## Task prompt
Reproduce only this part of the listing: the line with "In the picture above, where can the red", plus every line after it through the last.

## Stored data
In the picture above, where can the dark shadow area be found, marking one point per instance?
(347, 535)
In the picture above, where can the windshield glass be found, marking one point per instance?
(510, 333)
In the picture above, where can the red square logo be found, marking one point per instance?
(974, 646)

## Your response
In the picture above, where can the red square logo be found, marking one point per instance?
(974, 646)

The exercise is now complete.